Source extract:
This revision is now accepted and ready to land.Jul 20 2015, 10:25 AM

Why do you need to do this? Between the comp dir and the file name you should have an absolute path. If the debug information is not resolved to an absolute path, that's a compiler bug and should be fixed there.

The debugger does not require that the source tree still exists, so you can't base any logic on this ACTUALLY existing to avoid a potentially large number of pointless stat's. And in general, unless there's some clear advantage, I'd rather we not touch the file system for source files until somebody actually wants to find a particular source file.

Why do you need to do this? Between the comp dir and the file name you should have an absolute path. If the debug information is not resolved to an absolute path, that's a compiler bug and should be fixed there.

Binary can be built on remote machine (in case of distributed build) and in this case DW_AT_comp_dir entry contains useless and invalid path for a host which initiated a build.
Problem similar to the issue described here - http://marc.info/?l=cfe-dev&m=131916863602489. GCC puts /proc/self/cwd as a value of DW_AT_comp_dir so host can deduce it locally to own path.

The debugger does not require that the source tree still exists, so you can't base any logic on this ACTUALLY existing to avoid a potentially large number of pointless stat's. And in general, unless there's some clear advantage, I'd rather we not touch the file system for source files until somebody actually wants to find a particular source file.

I agree that numeric stat calls may pose a significant IO overhead - as a workaround, we can introduce a new property which enables option symbolic link resolution.

Exercise directions:
Copy the debugger discussion word for word, from "I agree that" to "symbolic link resolution.".

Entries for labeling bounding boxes
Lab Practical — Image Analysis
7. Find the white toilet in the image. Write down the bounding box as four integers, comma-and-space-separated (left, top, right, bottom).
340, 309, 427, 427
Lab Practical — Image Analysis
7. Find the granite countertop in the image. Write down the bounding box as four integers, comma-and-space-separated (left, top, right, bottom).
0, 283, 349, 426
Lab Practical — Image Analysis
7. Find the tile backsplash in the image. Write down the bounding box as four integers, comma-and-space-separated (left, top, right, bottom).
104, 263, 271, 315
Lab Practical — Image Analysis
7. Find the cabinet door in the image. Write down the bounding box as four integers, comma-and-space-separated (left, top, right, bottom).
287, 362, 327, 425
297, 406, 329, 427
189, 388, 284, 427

...

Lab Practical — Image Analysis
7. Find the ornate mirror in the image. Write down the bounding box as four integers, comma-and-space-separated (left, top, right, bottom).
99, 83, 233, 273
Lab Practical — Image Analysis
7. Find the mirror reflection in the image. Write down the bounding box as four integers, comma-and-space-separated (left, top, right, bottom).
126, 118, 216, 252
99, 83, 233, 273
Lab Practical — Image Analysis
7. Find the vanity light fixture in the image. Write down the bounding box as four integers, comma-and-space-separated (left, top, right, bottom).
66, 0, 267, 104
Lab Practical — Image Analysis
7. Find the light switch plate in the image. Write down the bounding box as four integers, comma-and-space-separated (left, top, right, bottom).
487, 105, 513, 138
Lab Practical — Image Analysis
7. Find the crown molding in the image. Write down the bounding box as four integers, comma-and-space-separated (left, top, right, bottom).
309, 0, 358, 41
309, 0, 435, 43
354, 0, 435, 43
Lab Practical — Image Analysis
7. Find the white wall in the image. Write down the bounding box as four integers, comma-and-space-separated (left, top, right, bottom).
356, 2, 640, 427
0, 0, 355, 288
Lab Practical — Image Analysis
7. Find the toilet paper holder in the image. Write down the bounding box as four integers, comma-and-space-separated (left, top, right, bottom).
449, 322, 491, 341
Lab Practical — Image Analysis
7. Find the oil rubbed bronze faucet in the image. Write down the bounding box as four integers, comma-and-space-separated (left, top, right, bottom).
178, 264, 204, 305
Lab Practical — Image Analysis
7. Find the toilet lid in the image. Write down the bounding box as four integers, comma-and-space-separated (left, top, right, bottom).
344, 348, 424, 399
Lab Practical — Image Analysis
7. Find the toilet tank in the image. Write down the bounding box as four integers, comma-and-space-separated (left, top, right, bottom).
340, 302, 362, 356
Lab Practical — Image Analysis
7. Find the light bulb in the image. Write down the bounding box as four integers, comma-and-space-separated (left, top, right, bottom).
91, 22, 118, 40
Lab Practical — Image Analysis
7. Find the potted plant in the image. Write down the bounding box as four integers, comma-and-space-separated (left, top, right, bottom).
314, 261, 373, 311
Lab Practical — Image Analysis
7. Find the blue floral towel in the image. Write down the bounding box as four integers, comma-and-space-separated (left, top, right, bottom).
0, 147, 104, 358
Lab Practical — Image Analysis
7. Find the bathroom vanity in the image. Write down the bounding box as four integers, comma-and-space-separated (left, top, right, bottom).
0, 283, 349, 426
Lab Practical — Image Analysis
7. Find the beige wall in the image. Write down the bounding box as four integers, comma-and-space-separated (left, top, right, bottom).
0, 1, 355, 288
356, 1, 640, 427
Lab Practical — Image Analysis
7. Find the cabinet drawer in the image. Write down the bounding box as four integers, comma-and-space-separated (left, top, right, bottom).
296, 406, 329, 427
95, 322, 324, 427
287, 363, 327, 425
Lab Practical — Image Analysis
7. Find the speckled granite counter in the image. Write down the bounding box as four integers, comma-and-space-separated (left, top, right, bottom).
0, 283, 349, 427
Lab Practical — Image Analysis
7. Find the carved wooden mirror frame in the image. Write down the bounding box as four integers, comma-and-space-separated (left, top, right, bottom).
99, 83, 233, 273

Response to this task:
I agree that numeric stat calls may pose a significant IO overhead - as a workaround, we can introduce a new property which enables option symbolic link resolution.